- Instruction
Copy the passage on population estimates from "Responses from Intermediate" up to and including "make an additive comparison of populations between two years.", swapping "first-level estimates" for "initial estimates".

— start of Supplied passage —

Responses from Intermediate Q1 required participants to use their first-level estimates in order to make an additive comparison of populations between two years.
Some participants misinterpreted the question, making a multiplicative comparison, thus providing estimates closer to zero.
This was supported by examining select participant calculation and scratchpad work. 
The estimated increase in population was more accurate on the linear scale with the lack of accuracy on the log scale affected by participant resistance to and misunderstanding of making estimates between log grid lines.

### Intermediate Q2: Multiplicative change in population

Previously, we explored how participants made an additive comparison of populations between two years.
In addition, participants were asked, *"How many times more [creatures] are there in 40 than in 20?"* \pcref{fig:qi2-sketch}.

— end of Supplied passage —
— start of Listing —

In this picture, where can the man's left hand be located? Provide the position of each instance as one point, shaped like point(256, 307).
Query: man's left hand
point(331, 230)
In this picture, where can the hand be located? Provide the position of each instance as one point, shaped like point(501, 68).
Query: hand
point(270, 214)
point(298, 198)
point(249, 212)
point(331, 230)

— end of Listing —

- In response
Responses from Intermediate Q1 required participants to use their initial estimates in order to make an additive comparison of populations between two years.